• [SET PROBLEM]
Recast every line of the items below as a Markdown table with two columns headed "Row" and "Line", numbering the rows in order and leaving out any blank lines.

____ EXTRACTED DATA

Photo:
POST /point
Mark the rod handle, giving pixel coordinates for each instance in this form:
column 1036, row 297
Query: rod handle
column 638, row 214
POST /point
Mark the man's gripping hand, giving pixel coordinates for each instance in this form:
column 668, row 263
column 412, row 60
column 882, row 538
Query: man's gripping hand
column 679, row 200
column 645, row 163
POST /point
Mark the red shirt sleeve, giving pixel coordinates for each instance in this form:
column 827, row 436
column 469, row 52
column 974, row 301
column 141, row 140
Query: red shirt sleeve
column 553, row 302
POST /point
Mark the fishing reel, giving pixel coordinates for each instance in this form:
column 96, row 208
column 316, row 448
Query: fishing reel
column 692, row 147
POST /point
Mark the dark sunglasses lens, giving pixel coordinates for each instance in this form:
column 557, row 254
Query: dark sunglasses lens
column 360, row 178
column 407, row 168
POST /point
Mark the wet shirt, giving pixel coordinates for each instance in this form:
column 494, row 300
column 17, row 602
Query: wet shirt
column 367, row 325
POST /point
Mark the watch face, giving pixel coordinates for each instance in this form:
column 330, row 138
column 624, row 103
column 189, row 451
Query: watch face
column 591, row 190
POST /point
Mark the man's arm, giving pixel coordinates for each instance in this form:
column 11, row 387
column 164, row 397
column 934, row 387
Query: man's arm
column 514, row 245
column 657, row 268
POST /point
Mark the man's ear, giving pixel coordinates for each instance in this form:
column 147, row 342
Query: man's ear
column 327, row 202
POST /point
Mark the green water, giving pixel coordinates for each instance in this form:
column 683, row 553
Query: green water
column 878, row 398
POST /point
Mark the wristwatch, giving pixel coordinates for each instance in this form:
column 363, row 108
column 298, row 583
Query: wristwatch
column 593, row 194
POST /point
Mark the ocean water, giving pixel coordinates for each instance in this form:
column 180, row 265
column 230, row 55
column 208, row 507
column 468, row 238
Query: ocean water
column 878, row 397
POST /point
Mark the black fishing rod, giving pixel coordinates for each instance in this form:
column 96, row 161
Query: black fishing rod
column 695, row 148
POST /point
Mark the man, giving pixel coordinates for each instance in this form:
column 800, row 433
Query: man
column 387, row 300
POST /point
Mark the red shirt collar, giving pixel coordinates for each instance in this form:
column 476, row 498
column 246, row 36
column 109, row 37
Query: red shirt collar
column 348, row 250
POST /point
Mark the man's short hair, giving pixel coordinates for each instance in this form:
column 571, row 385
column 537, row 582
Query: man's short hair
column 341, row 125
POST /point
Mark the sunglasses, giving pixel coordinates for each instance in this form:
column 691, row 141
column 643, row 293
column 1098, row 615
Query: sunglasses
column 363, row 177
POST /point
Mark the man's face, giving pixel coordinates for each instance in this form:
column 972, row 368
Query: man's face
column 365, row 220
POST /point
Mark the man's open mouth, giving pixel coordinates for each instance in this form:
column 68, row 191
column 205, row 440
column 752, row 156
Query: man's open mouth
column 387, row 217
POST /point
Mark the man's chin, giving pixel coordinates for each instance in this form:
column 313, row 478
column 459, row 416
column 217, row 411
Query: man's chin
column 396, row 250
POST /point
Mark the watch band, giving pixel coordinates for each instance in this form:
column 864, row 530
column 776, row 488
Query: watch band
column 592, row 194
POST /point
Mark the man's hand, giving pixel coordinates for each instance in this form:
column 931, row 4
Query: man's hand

________

• [CORRECT RESPONSE]
| Row | Line |
|---|---|
| 1 | Photo: |
| 2 | POST /point |
| 3 | Mark the rod handle, giving pixel coordinates for each instance in this form: |
| 4 | column 1036, row 297 |
| 5 | Query: rod handle |
| 6 | column 638, row 214 |
| 7 | POST /point |
| 8 | Mark the man's gripping hand, giving pixel coordinates for each instance in this form: |
| 9 | column 668, row 263 |
| 10 | column 412, row 60 |
| 11 | column 882, row 538 |
| 12 | Query: man's gripping hand |
| 13 | column 679, row 200 |
| 14 | column 645, row 163 |
| 15 | POST /point |
| 16 | Mark the red shirt sleeve, giving pixel coordinates for each instance in this form: |
| 17 | column 827, row 436 |
| 18 | column 469, row 52 |
| 19 | column 974, row 301 |
| 20 | column 141, row 140 |
| 21 | Query: red shirt sleeve |
| 22 | column 553, row 302 |
| 23 | POST /point |
| 24 | Mark the fishing reel, giving pixel coordinates for each instance in this form: |
| 25 | column 96, row 208 |
| 26 | column 316, row 448 |
| 27 | Query: fishing reel |
| 28 | column 692, row 147 |
| 29 | POST /point |
| 30 | Mark the dark sunglasses lens, giving pixel coordinates for each instance in this form: |
| 31 | column 557, row 254 |
| 32 | Query: dark sunglasses lens |
| 33 | column 360, row 178 |
| 34 | column 407, row 168 |
| 35 | POST /point |
| 36 | Mark the wet shirt, giving pixel coordinates for each instance in this form: |
| 37 | column 494, row 300 |
| 38 | column 17, row 602 |
| 39 | Query: wet shirt |
| 40 | column 367, row 325 |
| 41 | POST /point |
| 42 | Mark the watch face, giving pixel coordinates for each instance in this form: |
| 43 | column 330, row 138 |
| 44 | column 624, row 103 |
| 45 | column 189, row 451 |
| 46 | Query: watch face |
| 47 | column 591, row 190 |
| 48 | POST /point |
| 49 | Mark the man's arm, giving pixel coordinates for each instance in this form: |
| 50 | column 11, row 387 |
| 51 | column 164, row 397 |
| 52 | column 934, row 387 |
| 53 | Query: man's arm |
| 54 | column 514, row 245 |
| 55 | column 657, row 268 |
| 56 | POST /point |
| 57 | Mark the man's ear, giving pixel coordinates for each instance in this form: |
| 58 | column 147, row 342 |
| 59 | Query: man's ear |
| 60 | column 327, row 202 |
| 61 | POST /point |
| 62 | Mark the green water, giving pixel coordinates for each instance in this form: |
| 63 | column 683, row 553 |
| 64 | Query: green water |
| 65 | column 878, row 398 |
| 66 | POST /point |
| 67 | Mark the wristwatch, giving pixel coordinates for each instance in this form: |
| 68 | column 363, row 108 |
| 69 | column 298, row 583 |
| 70 | Query: wristwatch |
| 71 | column 593, row 194 |
| 72 | POST /point |
| 73 | Mark the ocean water, giving pixel coordinates for each instance in this form: |
| 74 | column 180, row 265 |
| 75 | column 230, row 55 |
| 76 | column 208, row 507 |
| 77 | column 468, row 238 |
| 78 | Query: ocean water |
| 79 | column 878, row 397 |
| 80 | POST /point |
| 81 | Mark the black fishing rod, giving pixel coordinates for each instance in this form: |
| 82 | column 96, row 161 |
| 83 | Query: black fishing rod |
| 84 | column 695, row 148 |
| 85 | POST /point |
| 86 | Mark the man, giving pixel coordinates for each instance in this form: |
| 87 | column 800, row 433 |
| 88 | Query: man |
| 89 | column 387, row 300 |
| 90 | POST /point |
| 91 | Mark the red shirt collar, giving pixel coordinates for each instance in this form: |
| 92 | column 476, row 498 |
| 93 | column 246, row 36 |
| 94 | column 109, row 37 |
| 95 | Query: red shirt collar |
| 96 | column 348, row 250 |
| 97 | POST /point |
| 98 | Mark the man's short hair, giving pixel coordinates for each instance in this form: |
| 99 | column 571, row 385 |
| 100 | column 537, row 582 |
| 101 | Query: man's short hair |
| 102 | column 341, row 125 |
| 103 | POST /point |
| 104 | Mark the sunglasses, giving pixel coordinates for each instance in this form: |
| 105 | column 691, row 141 |
| 106 | column 643, row 293 |
| 107 | column 1098, row 615 |
| 108 | Query: sunglasses |
| 109 | column 363, row 177 |
| 110 | POST /point |
| 111 | Mark the man's face, giving pixel coordinates for each instance in this form: |
| 112 | column 972, row 368 |
| 113 | Query: man's face |
| 114 | column 365, row 220 |
| 115 | POST /point |
| 116 | Mark the man's open mouth, giving pixel coordinates for each instance in this form: |
| 117 | column 68, row 191 |
| 118 | column 205, row 440 |
| 119 | column 752, row 156 |
| 120 | Query: man's open mouth |
| 121 | column 387, row 217 |
| 122 | POST /point |
| 123 | Mark the man's chin, giving pixel coordinates for each instance in this form: |
| 124 | column 313, row 478 |
| 125 | column 459, row 416 |
| 126 | column 217, row 411 |
| 127 | Query: man's chin |
| 128 | column 396, row 250 |
| 129 | POST /point |
| 130 | Mark the watch band, giving pixel coordinates for each instance in this form: |
| 131 | column 864, row 530 |
| 132 | column 776, row 488 |
| 133 | Query: watch band |
| 134 | column 592, row 194 |
| 135 | POST /point |
| 136 | Mark the man's hand, giving pixel coordinates for each instance in this form: |
| 137 | column 931, row 4 |
| 138 | Query: man's hand |